> [WHAT YOU SHOULD DO]: How many lines below include the word "before"? State that number and nothing else.

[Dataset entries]
▬▬▬▬▬▬

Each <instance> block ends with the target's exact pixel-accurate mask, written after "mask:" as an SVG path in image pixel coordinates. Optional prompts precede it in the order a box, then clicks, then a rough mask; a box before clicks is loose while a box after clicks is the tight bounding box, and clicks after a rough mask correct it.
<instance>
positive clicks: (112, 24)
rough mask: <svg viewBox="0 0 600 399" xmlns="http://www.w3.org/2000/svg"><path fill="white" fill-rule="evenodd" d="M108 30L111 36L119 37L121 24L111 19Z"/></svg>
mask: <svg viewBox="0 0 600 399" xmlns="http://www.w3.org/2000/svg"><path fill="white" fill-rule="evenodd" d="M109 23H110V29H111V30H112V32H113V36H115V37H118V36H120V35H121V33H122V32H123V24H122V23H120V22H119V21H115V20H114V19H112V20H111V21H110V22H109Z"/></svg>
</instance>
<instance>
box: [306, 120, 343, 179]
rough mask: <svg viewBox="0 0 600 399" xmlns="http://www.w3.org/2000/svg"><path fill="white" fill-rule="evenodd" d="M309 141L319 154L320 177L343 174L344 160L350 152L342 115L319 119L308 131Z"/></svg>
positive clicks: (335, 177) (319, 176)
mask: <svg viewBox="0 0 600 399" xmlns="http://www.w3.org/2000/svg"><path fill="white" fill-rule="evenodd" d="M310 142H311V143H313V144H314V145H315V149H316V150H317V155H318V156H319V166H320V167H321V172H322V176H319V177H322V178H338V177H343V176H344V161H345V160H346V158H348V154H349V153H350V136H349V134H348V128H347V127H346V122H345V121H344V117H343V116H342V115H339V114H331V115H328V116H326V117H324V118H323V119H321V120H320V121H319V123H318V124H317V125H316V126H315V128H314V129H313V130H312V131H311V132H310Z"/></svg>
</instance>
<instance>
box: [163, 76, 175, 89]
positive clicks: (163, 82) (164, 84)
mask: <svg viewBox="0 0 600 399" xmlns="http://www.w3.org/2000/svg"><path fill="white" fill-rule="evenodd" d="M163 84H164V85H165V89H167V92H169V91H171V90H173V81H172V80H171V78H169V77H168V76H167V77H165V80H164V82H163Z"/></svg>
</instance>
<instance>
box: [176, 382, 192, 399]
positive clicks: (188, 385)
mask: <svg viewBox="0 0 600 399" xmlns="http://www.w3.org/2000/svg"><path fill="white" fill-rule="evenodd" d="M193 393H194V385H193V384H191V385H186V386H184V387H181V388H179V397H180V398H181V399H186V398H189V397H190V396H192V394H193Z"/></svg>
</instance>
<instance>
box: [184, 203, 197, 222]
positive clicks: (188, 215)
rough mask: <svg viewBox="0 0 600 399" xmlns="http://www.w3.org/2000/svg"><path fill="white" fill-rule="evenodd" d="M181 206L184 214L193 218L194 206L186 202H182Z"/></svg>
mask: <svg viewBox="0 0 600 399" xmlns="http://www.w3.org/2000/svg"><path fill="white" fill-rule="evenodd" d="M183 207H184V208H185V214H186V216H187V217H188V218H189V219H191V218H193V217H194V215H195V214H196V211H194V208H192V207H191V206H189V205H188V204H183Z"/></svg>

▬▬▬▬▬▬

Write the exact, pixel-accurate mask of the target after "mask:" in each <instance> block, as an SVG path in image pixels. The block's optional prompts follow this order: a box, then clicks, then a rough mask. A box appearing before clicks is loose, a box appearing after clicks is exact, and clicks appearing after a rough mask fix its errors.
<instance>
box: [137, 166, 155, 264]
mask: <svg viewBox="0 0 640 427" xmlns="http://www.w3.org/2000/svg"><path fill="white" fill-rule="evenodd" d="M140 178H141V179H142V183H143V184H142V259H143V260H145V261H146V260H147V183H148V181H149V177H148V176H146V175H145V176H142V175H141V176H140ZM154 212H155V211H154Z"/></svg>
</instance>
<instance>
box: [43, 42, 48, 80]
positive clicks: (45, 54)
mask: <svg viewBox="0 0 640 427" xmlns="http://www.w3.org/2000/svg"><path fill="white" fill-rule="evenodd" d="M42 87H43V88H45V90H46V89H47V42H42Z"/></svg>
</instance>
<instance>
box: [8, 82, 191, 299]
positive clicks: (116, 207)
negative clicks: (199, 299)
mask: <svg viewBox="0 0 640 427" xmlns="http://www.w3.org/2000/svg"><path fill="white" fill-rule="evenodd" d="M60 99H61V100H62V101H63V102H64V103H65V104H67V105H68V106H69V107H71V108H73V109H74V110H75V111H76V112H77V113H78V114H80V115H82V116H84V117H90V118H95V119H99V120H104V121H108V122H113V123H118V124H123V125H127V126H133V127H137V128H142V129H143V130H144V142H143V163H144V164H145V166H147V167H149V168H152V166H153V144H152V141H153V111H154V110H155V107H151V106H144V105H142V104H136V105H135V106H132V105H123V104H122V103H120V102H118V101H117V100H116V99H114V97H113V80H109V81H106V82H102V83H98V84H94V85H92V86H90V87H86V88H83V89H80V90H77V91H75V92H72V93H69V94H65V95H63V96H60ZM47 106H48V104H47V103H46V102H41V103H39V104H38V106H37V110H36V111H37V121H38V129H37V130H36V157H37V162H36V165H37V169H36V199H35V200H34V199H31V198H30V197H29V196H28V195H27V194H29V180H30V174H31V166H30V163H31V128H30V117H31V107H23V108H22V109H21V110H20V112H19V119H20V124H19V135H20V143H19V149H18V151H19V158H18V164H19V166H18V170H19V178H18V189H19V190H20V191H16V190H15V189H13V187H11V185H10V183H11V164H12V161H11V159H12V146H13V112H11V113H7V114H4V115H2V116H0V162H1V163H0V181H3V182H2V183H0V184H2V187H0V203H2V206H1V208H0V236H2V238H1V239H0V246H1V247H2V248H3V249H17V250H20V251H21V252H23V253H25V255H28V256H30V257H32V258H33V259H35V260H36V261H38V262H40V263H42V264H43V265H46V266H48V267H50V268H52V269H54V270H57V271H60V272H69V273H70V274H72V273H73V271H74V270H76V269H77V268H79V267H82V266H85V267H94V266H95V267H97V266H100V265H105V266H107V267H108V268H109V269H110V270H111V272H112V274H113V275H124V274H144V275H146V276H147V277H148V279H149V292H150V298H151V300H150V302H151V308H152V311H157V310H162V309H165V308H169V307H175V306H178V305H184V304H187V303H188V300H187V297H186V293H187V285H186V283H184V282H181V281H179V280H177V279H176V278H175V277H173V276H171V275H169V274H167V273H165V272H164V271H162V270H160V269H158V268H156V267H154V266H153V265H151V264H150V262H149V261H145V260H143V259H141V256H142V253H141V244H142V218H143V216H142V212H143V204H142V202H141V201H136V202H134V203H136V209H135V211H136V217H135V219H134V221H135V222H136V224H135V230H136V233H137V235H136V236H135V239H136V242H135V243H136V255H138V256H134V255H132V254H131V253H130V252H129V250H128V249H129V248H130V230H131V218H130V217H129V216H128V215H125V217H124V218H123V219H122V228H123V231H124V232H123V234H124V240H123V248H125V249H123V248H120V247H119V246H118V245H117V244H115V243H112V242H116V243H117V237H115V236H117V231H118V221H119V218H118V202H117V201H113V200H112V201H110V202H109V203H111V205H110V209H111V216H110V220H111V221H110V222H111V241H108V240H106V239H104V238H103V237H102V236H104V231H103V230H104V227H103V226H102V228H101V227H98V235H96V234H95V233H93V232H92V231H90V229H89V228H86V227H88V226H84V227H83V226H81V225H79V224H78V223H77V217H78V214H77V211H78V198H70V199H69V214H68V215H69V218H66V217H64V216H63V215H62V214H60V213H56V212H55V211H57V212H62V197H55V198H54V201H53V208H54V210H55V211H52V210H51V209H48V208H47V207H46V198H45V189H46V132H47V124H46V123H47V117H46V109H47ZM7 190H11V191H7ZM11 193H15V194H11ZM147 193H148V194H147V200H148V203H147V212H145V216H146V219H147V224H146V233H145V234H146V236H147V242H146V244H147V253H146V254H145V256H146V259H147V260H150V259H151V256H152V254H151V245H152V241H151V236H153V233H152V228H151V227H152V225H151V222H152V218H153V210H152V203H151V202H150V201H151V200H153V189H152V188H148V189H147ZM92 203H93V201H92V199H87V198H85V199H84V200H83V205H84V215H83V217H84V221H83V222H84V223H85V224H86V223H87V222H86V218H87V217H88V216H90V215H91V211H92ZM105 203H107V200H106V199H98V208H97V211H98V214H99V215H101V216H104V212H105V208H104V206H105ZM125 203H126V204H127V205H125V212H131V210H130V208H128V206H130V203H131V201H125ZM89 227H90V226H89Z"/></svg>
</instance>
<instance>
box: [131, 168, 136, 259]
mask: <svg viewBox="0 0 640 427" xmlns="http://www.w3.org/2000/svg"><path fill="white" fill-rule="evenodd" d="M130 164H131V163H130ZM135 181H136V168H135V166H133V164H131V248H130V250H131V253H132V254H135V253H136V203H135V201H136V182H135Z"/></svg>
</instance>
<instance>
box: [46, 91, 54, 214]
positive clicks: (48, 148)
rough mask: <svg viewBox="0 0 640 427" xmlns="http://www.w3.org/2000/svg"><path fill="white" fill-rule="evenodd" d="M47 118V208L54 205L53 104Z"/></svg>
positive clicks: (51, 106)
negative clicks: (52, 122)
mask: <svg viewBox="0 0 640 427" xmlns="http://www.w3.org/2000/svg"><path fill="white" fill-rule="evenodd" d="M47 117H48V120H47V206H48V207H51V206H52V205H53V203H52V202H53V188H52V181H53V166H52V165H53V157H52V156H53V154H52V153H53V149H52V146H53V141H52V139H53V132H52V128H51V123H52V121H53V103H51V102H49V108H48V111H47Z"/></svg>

▬▬▬▬▬▬

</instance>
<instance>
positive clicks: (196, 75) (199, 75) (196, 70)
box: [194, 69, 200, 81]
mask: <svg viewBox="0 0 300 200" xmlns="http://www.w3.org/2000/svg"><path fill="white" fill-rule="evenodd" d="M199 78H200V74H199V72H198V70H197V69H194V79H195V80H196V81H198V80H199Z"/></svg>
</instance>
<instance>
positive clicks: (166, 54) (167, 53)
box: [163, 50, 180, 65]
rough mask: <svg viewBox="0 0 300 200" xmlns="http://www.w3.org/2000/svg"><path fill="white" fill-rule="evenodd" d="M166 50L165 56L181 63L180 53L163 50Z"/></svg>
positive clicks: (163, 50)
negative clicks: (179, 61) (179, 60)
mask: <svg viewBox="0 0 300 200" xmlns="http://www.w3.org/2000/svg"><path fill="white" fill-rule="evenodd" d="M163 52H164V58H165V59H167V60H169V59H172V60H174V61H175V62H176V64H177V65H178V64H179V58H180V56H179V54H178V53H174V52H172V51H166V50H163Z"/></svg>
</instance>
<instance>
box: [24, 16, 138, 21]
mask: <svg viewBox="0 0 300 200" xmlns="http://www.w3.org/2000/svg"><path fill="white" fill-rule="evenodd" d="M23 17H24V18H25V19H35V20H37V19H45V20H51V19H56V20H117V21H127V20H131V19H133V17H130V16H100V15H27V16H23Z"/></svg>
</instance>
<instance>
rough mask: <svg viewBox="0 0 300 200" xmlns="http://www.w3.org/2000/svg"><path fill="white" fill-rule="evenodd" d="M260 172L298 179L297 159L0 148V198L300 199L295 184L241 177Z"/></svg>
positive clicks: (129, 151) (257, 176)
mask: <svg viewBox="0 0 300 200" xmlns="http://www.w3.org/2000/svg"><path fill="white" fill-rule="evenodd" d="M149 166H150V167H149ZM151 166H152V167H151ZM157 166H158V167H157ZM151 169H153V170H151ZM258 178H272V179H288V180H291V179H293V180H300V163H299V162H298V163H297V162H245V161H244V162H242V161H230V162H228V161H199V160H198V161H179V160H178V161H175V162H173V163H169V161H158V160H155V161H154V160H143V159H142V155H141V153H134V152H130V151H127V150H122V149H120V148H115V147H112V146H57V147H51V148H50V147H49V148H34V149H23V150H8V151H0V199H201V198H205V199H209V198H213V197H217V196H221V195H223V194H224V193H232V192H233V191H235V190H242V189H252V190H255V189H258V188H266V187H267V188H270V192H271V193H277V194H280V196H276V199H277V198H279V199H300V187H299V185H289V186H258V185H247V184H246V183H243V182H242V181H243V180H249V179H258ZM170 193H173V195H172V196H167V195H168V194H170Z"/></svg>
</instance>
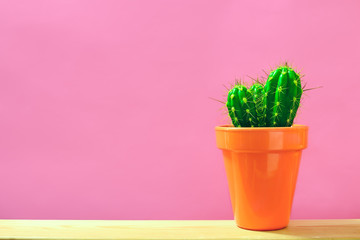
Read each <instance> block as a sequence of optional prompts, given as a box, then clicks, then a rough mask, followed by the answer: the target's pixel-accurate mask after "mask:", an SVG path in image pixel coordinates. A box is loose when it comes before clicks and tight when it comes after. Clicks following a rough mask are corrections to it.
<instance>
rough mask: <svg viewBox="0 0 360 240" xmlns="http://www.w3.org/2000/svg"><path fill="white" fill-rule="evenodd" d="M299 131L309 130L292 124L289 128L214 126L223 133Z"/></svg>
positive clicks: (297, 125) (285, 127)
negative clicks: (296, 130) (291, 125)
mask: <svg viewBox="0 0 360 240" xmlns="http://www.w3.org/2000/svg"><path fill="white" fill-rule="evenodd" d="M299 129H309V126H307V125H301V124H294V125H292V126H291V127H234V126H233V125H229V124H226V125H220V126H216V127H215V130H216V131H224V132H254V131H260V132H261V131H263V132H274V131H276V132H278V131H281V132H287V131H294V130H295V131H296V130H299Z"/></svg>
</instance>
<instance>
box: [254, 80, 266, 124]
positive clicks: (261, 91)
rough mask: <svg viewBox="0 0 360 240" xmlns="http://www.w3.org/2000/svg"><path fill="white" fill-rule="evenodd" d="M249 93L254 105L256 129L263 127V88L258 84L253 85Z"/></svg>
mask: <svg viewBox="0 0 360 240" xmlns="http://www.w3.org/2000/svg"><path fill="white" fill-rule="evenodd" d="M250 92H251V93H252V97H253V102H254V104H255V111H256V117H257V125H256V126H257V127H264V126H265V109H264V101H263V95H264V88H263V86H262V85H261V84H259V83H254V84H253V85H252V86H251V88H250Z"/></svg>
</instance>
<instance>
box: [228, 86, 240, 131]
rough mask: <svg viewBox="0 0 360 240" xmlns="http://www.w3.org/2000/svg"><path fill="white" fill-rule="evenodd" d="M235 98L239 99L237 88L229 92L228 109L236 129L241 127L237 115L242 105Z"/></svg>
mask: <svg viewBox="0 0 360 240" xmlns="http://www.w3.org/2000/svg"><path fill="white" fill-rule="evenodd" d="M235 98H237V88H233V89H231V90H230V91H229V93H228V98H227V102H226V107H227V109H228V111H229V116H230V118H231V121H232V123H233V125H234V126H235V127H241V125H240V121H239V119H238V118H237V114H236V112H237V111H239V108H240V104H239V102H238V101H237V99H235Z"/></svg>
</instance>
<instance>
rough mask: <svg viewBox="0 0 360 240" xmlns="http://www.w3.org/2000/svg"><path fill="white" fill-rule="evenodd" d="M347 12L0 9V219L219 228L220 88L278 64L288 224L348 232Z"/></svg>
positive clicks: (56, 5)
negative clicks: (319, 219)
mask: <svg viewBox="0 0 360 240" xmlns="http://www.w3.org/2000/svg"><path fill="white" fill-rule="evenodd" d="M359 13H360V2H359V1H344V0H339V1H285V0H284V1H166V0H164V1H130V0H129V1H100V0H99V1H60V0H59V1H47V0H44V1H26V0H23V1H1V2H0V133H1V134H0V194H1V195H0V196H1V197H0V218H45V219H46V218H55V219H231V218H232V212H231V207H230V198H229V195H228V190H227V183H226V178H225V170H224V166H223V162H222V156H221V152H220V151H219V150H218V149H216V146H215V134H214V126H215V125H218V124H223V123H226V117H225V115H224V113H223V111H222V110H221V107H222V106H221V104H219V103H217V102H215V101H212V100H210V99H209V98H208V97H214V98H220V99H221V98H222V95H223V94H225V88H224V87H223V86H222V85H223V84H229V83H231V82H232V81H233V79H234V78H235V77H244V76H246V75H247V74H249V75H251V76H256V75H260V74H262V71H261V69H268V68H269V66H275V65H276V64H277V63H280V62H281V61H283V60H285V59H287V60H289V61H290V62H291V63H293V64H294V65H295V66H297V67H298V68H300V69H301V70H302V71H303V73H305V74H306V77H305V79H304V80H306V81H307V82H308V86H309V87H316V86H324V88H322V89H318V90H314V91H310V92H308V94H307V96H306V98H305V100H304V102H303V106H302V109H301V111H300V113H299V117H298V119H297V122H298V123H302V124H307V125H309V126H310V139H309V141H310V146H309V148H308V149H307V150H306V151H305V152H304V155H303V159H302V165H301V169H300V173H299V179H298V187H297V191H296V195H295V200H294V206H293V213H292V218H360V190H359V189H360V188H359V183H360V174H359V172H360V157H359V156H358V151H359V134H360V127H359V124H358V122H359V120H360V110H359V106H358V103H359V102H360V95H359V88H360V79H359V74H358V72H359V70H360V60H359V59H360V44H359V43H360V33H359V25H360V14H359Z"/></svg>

▬▬▬▬▬▬

> [SOLUTION TO THE EXERCISE]: 3